» CHECK YOUR UNDERSTANDING:
a. Copy everything in the report on Ban Ki-moon's healthcare remarks from "The US has the" down to "towards universal healthcare.".
b. In the report on Ban Ki-moon's healthcare remarks, how much does the US health system cost per American?

» STUDY TEXT:
▼▼▼
New York, Sep 25 (IANS) Former UN Secretary General Ban Ki-moon has denounced the US healthcare system as politically and morally wrong, and urged American leaders to enact publicly-financed healthcare as a "human right".
Ban made the comments on Monday in an exclusive interview with the Guardian in New York, as part of his work with The Elders, a group founded by the late anti-apartheid revolutionary Nelson Mandela to work on issues of global importance, including universal health coverage.
The US has the world's most expensive health system, accounting for nearly one-fifth of American gross domestic product and costing more than $10,348 per American.
The UK, in comparison, spends a little under 10% per cent of the GDP, according to the latest available statistics, and healthcare is free at the point of delivery.
"It's not easy to understand why such a country like the US, the most resourceful and richest country in the world, does not introduce universal health coverage," said Ban.
"Nobody would understand why almost 30 million people are not covered by insurance."
Failing to provide health coverage, he said, was "unethical" and "politically wrong, morally wrong".
He accused the "powerful" interests of pharmaceutical companies, hospitals and doctors that "inhibit the American government" from moving towards universal healthcare.
"This is for the people. Leaders are elected because they vowed that they would work for the people," Ban told the Guardian.
▲▲▲
» DATA SHOWN:
▼▼▼
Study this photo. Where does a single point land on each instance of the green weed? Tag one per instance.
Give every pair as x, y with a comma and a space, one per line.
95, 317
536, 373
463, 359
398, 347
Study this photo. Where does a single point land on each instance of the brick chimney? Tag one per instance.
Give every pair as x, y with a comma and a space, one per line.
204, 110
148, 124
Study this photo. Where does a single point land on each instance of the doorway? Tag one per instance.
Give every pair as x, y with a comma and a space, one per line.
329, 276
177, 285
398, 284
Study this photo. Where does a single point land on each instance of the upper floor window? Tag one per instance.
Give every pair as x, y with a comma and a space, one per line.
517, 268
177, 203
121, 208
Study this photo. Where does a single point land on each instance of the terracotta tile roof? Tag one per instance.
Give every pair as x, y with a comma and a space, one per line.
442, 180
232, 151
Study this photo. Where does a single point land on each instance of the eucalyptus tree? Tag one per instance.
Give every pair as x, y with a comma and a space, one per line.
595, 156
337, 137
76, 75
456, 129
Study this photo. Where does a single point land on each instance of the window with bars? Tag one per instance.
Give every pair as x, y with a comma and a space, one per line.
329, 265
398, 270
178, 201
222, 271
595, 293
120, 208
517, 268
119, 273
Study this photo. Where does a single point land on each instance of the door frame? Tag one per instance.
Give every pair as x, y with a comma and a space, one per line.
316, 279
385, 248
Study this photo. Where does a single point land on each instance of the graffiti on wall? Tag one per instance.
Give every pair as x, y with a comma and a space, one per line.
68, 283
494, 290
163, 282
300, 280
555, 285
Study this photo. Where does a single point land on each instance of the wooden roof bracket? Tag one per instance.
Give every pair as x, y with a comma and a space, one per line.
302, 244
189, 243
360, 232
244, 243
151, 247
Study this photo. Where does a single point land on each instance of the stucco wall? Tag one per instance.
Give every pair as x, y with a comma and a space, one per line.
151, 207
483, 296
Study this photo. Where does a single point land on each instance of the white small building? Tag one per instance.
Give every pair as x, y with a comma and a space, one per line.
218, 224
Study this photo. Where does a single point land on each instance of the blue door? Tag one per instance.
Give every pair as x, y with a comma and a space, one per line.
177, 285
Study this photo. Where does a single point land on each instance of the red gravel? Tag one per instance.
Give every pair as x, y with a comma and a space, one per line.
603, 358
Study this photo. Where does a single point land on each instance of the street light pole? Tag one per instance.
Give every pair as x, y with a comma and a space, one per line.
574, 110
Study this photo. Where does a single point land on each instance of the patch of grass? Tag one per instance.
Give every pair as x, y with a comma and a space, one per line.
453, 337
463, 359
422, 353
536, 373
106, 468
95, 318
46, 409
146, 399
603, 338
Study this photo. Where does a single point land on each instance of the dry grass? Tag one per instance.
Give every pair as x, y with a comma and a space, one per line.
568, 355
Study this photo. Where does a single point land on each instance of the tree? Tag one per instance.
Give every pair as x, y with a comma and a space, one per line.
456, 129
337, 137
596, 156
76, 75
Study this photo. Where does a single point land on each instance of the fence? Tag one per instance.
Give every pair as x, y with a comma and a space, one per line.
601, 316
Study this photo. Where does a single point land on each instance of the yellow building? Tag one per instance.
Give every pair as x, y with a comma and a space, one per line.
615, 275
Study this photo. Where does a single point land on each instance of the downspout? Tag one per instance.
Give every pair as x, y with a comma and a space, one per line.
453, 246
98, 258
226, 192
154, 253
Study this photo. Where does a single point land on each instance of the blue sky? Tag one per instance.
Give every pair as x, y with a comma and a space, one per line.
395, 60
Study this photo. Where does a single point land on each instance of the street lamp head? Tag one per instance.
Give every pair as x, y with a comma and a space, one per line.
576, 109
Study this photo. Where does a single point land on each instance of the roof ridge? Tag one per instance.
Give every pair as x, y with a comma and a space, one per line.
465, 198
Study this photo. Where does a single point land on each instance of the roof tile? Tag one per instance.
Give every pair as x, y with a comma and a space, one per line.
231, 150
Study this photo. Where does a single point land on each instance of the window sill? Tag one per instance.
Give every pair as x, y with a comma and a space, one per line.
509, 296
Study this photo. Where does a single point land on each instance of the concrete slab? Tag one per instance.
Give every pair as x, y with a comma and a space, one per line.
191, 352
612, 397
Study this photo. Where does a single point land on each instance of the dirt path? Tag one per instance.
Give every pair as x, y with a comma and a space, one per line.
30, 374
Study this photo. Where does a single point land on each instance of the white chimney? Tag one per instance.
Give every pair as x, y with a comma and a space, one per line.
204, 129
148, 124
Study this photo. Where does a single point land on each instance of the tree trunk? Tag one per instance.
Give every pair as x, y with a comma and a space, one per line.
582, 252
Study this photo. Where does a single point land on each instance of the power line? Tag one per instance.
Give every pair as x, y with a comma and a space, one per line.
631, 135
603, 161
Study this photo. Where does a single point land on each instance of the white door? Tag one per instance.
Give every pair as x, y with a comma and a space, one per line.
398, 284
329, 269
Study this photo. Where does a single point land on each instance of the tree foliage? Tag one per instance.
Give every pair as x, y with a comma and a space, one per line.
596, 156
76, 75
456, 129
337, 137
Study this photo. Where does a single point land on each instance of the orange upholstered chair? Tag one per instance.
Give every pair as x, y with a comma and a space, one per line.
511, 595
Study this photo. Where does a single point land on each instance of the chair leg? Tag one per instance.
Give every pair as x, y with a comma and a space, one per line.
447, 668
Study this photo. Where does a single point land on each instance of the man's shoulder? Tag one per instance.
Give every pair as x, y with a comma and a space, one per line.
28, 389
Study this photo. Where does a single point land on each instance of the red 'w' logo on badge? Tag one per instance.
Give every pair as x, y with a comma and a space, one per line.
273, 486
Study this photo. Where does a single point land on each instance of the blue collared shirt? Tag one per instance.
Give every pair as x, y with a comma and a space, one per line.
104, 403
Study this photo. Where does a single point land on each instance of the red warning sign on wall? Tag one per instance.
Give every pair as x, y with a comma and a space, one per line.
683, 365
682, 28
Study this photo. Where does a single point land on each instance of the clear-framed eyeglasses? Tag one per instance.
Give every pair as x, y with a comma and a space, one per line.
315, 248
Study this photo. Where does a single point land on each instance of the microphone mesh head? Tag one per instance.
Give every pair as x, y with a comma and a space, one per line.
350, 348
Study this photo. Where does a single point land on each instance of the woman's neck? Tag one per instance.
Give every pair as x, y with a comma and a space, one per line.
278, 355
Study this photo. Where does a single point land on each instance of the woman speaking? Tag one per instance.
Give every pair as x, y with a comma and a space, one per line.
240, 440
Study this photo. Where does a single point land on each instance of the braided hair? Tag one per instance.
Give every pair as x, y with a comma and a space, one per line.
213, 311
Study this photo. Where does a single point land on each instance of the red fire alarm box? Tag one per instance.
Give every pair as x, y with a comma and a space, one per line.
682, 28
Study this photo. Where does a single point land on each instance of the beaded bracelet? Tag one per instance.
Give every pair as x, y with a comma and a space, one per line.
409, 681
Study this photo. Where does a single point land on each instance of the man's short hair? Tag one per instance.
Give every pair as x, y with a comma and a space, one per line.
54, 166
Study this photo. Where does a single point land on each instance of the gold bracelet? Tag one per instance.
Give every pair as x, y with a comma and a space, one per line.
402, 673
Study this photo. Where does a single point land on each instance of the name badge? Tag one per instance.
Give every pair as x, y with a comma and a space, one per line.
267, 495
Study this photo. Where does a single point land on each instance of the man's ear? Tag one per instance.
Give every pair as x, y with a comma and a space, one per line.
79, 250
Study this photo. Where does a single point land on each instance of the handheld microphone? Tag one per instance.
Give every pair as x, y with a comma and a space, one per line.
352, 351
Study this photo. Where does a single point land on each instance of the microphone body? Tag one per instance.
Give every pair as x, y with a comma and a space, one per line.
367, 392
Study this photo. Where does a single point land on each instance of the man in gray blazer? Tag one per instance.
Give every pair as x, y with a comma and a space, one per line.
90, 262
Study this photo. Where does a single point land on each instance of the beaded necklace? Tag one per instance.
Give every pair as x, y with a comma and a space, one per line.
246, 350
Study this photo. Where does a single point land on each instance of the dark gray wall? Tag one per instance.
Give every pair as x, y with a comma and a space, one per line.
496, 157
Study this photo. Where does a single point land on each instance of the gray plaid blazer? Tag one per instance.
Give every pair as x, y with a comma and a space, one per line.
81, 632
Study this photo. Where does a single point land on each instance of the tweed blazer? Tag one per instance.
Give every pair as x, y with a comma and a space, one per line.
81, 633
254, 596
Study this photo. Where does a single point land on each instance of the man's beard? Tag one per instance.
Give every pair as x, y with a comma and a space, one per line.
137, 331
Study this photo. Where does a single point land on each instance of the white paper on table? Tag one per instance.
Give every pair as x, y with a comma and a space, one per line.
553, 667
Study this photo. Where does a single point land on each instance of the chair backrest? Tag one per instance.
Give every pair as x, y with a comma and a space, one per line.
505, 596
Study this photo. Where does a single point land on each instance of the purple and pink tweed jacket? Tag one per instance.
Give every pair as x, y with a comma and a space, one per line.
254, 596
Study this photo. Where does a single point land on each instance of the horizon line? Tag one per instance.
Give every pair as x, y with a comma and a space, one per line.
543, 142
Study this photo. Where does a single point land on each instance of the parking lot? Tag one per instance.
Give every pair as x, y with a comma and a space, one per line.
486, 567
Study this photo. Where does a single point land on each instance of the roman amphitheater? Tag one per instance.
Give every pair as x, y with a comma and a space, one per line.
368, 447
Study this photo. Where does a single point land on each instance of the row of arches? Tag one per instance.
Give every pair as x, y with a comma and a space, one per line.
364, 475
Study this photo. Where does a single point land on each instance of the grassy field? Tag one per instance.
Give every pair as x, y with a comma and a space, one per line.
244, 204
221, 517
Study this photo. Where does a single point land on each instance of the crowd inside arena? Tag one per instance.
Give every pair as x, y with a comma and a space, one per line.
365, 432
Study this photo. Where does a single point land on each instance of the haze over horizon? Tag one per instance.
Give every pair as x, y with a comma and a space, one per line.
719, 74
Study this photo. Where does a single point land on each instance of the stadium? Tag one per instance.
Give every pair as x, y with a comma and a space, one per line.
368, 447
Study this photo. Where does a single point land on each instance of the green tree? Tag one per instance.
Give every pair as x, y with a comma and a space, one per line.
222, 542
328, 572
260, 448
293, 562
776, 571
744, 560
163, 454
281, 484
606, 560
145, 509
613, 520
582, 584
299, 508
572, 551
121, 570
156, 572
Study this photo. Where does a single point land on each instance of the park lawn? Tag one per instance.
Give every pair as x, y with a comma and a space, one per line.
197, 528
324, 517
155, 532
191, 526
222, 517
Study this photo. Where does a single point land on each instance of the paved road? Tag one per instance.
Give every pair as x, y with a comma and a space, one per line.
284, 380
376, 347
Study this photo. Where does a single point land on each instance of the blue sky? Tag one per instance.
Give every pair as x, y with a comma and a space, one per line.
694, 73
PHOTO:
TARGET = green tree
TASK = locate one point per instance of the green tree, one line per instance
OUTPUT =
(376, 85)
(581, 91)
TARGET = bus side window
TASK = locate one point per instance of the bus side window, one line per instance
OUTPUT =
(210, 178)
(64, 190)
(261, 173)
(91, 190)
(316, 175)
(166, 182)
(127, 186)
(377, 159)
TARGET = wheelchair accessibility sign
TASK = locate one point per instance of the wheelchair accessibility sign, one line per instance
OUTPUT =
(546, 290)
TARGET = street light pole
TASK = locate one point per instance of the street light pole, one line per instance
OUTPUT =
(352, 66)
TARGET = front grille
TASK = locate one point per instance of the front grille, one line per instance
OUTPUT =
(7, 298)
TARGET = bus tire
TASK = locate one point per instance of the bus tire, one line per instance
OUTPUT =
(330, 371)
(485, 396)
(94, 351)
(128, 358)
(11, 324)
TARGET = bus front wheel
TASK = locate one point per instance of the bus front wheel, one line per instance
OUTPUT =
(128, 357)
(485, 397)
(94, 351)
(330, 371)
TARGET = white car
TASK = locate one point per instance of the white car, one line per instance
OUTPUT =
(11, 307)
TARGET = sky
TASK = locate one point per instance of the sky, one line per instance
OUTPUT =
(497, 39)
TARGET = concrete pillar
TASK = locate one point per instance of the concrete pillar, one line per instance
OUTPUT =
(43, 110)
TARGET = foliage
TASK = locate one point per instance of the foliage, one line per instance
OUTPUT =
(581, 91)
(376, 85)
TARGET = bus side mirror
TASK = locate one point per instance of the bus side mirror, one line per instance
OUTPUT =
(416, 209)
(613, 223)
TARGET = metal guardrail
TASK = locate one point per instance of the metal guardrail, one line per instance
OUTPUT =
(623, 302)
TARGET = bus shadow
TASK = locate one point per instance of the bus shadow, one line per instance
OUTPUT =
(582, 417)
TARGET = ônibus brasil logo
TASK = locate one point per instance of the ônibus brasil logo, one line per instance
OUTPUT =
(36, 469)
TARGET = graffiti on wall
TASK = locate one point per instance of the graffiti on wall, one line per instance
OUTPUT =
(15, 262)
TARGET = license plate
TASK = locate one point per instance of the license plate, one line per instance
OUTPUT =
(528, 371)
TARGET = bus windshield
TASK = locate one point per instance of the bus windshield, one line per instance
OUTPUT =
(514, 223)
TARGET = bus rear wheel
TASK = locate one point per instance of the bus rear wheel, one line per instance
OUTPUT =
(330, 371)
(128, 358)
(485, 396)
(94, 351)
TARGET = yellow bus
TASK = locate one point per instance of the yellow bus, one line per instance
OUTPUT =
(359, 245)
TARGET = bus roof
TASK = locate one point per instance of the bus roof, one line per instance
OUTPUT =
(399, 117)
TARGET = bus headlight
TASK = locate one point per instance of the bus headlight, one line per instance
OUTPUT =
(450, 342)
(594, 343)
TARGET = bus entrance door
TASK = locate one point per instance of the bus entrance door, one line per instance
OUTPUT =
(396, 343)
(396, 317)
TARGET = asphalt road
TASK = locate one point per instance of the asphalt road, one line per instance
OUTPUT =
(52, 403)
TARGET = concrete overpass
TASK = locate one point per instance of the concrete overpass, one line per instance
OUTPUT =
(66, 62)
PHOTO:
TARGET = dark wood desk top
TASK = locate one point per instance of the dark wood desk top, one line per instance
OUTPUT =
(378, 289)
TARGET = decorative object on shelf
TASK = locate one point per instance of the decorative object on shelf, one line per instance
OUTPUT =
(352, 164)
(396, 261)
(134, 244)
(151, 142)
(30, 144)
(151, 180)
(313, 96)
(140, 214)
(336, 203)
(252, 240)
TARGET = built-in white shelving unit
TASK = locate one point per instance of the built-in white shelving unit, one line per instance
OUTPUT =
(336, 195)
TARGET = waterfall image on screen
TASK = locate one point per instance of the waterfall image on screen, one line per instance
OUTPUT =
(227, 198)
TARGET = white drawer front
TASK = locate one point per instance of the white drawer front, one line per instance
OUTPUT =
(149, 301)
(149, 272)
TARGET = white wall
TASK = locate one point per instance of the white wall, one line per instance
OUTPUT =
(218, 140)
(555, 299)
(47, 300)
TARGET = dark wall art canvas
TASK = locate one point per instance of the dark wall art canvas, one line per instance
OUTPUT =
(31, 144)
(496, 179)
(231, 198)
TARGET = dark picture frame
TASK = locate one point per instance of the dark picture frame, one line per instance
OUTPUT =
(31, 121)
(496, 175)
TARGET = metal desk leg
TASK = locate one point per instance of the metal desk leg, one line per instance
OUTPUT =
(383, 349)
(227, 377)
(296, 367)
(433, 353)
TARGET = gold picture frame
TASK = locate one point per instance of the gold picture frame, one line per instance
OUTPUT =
▲▲▲
» TASK-BY-TASK RESULTS:
a.
The US has the world's most expensive health system, accounting for nearly one-fifth of American gross domestic product and costing more than $10,348 per American.
The UK, in comparison, spends a little under 10% per cent of the GDP, according to the latest available statistics, and healthcare is free at the point of delivery.
"It's not easy to understand why such a country like the US, the most resourceful and richest country in the world, does not introduce universal health coverage," said Ban.
"Nobody would understand why almost 30 million people are not covered by insurance."
Failing to provide health coverage, he said, was "unethical" and "politically wrong, morally wrong".
He accused the "powerful" interests of pharmaceutical companies, hospitals and doctors that "inhibit the American government" from moving towards universal healthcare.

b. More than $10,348 per American.